> _Page extract_:
Structural insight of compound binding with CAG RNA using NMR spectroscopy and molecular docking

RNA is a well-formed tertiary structure with deep pockets and cleft surrounded by hydrogen bonding groups. This well-formed tertiary structure provides a legitimate chemical space for small molecules to bind with RNA. The non-canonical A-A base pairing in CAG RNA delivers the conformational flexibility and dynamic behavior, and thus CAG repeats RNA is a suitable target for small molecule-based therapeutics20,23,46,47. We have performed the one dimensional NMR spectroscopy to study the binding of our lead compound CP13 with CAG RNA. A short sequence with 1 × AA loop (5′-rC1rC2rG3rC4rA5rG6rC7rG8rG9)-3′ was used, and the proton assignment was done from our previous study23. On gradual addition of CP13 to RNA, the change in the shape of proton resonances, as well as the chemical shift, have been observed in RNA (Fig. 5). Interestingly, the chemical shift and changes in proton resonances have been observed either in C4A5G6 triad or involving the terminal protons, and these results were in line with our previous studies23. In NMR spectra, the peaks A5H8, A5H2, C4H6, and G6H8 broadened on the addition of CP13 and diminished significantly at DN = 2.0 (Fig. 5a). Moreover, the C4H6 protons get broadened and separate as an individual peak on increasing the concentration of CP13 to RNA.

> _Problem requirements_:
Answer these questions from the CAG RNA binding study:
(a) Which non-canonical base pairing in CAG RNA provides conformational flexibility?
(b) What is the name of the lead compound tested for binding with CAG RNA?
(c) At what DN value did the broadened peaks diminish significantly?
The data that follow come from a separate source.

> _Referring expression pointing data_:
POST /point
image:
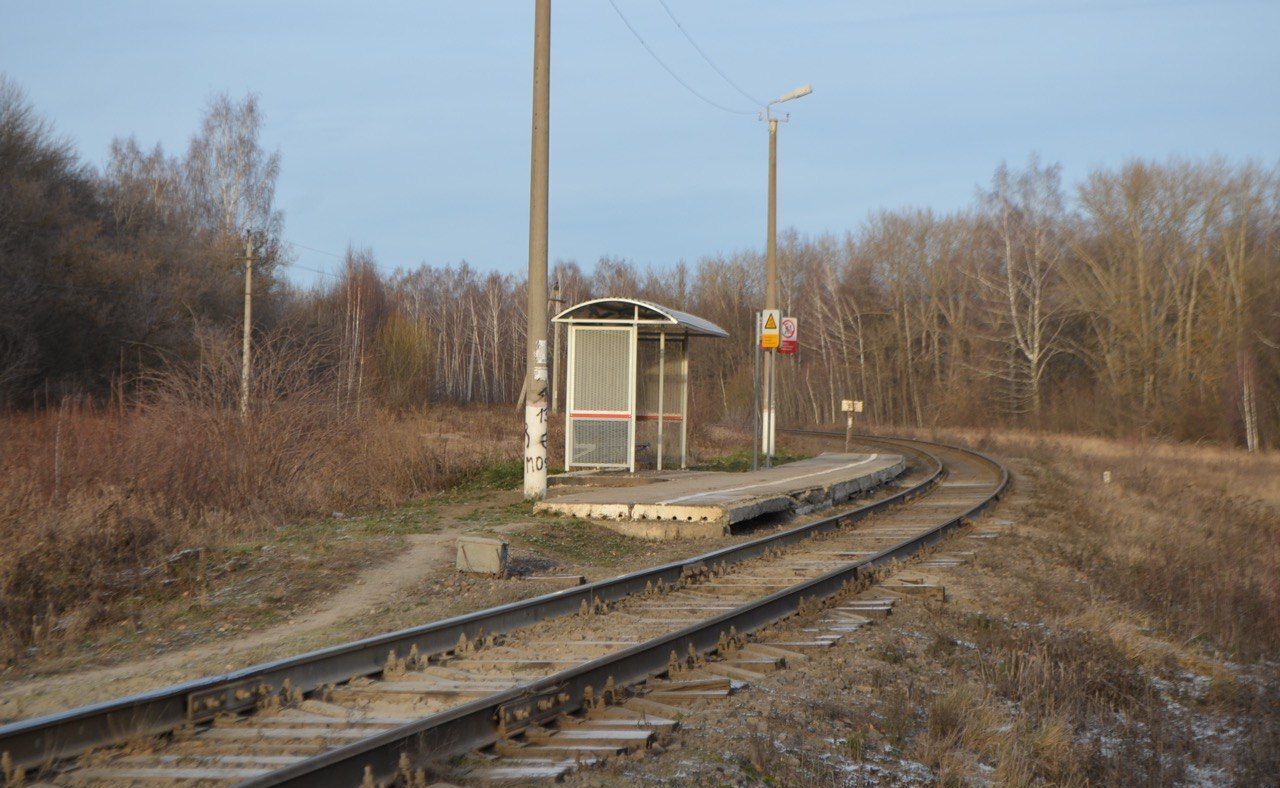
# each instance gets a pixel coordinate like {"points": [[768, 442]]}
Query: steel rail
{"points": [[45, 740], [480, 723]]}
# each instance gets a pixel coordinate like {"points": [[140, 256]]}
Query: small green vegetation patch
{"points": [[741, 461], [581, 541]]}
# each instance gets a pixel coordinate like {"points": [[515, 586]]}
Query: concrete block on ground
{"points": [[483, 554]]}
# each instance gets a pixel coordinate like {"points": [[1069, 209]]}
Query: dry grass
{"points": [[1121, 636], [1188, 534], [97, 503]]}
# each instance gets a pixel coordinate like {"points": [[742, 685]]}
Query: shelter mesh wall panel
{"points": [[600, 441], [600, 374], [602, 378]]}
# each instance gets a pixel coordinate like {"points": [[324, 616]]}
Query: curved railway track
{"points": [[382, 708]]}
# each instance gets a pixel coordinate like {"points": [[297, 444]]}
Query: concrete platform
{"points": [[686, 504]]}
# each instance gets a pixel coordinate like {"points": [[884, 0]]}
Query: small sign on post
{"points": [[849, 407], [789, 342], [771, 330]]}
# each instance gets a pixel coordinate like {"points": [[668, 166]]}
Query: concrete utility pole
{"points": [[535, 380], [771, 292], [768, 422], [247, 361]]}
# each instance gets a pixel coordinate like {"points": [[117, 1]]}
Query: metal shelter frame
{"points": [[627, 366]]}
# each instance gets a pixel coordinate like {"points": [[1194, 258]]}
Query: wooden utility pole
{"points": [[247, 360], [535, 378]]}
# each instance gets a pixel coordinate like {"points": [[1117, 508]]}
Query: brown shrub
{"points": [[99, 502]]}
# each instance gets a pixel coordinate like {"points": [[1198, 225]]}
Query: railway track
{"points": [[515, 678]]}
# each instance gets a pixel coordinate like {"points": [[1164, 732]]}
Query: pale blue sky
{"points": [[405, 126]]}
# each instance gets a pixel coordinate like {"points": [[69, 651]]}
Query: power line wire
{"points": [[668, 69], [716, 68]]}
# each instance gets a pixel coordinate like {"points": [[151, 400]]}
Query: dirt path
{"points": [[425, 554]]}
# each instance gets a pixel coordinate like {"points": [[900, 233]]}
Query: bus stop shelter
{"points": [[627, 383]]}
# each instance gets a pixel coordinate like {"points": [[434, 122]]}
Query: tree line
{"points": [[1142, 299]]}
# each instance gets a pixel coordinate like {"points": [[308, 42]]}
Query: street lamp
{"points": [[771, 265]]}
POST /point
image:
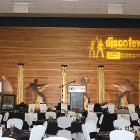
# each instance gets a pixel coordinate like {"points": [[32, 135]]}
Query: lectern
{"points": [[77, 97]]}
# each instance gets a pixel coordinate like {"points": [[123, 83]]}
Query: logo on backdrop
{"points": [[114, 49]]}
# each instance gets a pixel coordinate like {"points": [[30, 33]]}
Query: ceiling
{"points": [[96, 8]]}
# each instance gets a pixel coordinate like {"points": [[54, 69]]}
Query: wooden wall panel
{"points": [[43, 50]]}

> _Reply_:
(a) A-A base pairing
(b) CP13
(c) DN = 2.0